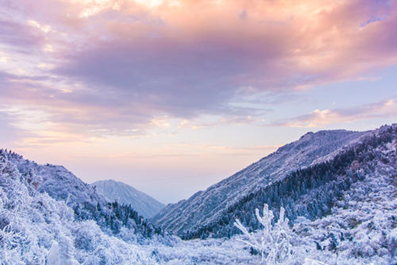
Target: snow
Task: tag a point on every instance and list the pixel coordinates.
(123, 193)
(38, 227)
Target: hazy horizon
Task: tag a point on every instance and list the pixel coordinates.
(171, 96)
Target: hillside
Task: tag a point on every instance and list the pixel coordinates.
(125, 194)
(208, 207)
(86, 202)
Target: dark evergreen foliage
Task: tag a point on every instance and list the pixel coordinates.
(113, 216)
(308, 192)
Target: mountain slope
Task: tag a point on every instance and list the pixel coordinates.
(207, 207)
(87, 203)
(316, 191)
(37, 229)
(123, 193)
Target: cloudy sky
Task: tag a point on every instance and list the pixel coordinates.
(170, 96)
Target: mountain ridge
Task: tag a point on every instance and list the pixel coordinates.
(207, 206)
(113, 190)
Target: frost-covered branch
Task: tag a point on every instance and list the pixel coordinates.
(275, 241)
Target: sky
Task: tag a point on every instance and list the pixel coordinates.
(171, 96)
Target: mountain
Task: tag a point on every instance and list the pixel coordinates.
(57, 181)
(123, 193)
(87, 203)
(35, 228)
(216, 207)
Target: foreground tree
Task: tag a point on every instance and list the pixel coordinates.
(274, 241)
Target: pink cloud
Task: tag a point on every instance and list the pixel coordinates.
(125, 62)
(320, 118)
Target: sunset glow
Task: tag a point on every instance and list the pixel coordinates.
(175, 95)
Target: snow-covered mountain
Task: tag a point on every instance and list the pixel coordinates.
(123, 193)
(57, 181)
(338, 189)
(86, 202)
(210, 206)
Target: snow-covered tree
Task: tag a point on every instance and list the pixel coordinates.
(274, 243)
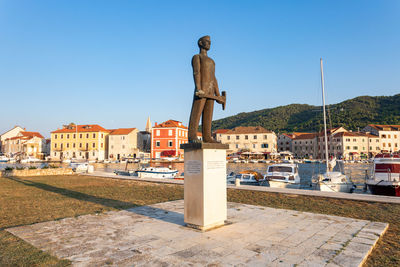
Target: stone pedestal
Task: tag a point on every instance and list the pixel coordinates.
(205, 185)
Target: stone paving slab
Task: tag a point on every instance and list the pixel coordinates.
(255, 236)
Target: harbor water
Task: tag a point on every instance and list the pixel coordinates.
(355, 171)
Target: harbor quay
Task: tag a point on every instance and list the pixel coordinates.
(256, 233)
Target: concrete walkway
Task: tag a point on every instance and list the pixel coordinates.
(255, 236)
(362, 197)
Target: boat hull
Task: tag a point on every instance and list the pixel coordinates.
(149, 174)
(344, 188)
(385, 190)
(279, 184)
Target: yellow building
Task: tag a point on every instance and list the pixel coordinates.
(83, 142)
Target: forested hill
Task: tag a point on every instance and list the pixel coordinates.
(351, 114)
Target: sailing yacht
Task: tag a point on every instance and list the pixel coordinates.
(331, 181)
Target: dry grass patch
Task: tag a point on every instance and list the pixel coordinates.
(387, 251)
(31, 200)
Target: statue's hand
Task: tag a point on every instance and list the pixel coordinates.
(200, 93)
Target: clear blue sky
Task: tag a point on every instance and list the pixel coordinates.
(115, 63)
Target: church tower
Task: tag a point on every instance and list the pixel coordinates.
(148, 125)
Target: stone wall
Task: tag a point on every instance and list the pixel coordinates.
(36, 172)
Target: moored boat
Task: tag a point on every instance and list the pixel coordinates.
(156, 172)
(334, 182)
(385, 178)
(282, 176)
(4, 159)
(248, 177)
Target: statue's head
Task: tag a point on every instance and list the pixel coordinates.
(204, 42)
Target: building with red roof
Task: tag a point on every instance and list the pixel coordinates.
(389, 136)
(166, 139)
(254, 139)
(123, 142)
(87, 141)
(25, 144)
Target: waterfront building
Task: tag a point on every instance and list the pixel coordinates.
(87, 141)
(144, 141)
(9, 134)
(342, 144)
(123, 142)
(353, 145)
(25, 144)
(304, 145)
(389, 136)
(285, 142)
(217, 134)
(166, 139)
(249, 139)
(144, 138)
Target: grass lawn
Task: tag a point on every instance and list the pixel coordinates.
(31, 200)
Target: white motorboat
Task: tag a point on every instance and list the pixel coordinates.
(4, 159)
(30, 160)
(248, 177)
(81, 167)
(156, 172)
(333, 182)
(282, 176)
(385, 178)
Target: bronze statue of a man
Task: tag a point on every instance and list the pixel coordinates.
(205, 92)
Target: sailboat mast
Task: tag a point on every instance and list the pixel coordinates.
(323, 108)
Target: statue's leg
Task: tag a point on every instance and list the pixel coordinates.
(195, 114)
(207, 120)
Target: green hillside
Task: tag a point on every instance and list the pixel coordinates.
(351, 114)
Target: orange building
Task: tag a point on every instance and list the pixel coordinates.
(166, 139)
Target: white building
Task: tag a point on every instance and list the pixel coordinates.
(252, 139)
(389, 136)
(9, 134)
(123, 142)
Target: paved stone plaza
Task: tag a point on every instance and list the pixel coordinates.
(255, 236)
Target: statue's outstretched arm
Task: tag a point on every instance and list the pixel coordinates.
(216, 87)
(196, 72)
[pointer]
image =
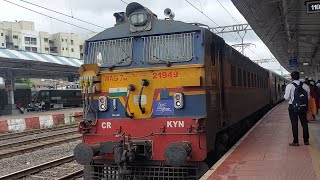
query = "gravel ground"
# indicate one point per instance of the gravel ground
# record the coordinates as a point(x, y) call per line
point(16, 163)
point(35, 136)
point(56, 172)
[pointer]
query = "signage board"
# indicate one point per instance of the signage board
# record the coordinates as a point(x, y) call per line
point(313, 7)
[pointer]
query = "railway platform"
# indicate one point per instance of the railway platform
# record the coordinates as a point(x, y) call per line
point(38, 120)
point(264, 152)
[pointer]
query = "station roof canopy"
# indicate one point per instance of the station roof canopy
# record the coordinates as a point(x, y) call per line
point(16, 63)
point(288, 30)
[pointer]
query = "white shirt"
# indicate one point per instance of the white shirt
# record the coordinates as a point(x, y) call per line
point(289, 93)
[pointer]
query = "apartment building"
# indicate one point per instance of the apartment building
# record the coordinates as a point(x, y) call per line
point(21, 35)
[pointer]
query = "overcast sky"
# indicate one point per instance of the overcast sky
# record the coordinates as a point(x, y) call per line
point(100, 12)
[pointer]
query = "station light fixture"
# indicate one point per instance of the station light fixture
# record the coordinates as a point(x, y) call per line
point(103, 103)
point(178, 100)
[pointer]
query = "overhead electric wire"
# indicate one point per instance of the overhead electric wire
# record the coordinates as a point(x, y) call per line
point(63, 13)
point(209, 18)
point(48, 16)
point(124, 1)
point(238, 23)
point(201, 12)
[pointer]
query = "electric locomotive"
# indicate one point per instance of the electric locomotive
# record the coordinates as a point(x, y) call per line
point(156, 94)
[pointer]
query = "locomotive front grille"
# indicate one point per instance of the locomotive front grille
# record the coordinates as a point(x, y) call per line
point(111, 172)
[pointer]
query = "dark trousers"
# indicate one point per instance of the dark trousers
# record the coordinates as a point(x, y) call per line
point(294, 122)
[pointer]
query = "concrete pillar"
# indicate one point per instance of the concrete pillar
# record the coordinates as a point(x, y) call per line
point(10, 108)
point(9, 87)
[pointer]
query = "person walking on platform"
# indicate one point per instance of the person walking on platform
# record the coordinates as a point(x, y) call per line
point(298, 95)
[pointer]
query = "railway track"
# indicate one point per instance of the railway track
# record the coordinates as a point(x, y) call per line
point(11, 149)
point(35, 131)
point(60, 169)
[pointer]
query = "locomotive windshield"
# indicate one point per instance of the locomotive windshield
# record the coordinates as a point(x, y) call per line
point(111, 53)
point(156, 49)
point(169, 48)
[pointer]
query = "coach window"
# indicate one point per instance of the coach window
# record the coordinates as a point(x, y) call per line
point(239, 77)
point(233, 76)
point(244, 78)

###

(TO DO)
Within the material above, output exactly the lines from the one with "Target: hazy horizon" through the one with "Target: dark evergreen foliage", end lines included, and nothing besides.

(SOLUTION)
Target: hazy horizon
Task: tag a point on every instance and list the pixel coordinates.
(171, 96)
Target: hillside
Task: tag a point on every instance and list the pixel coordinates.
(125, 194)
(208, 207)
(86, 202)
Target: dark evergreen foliage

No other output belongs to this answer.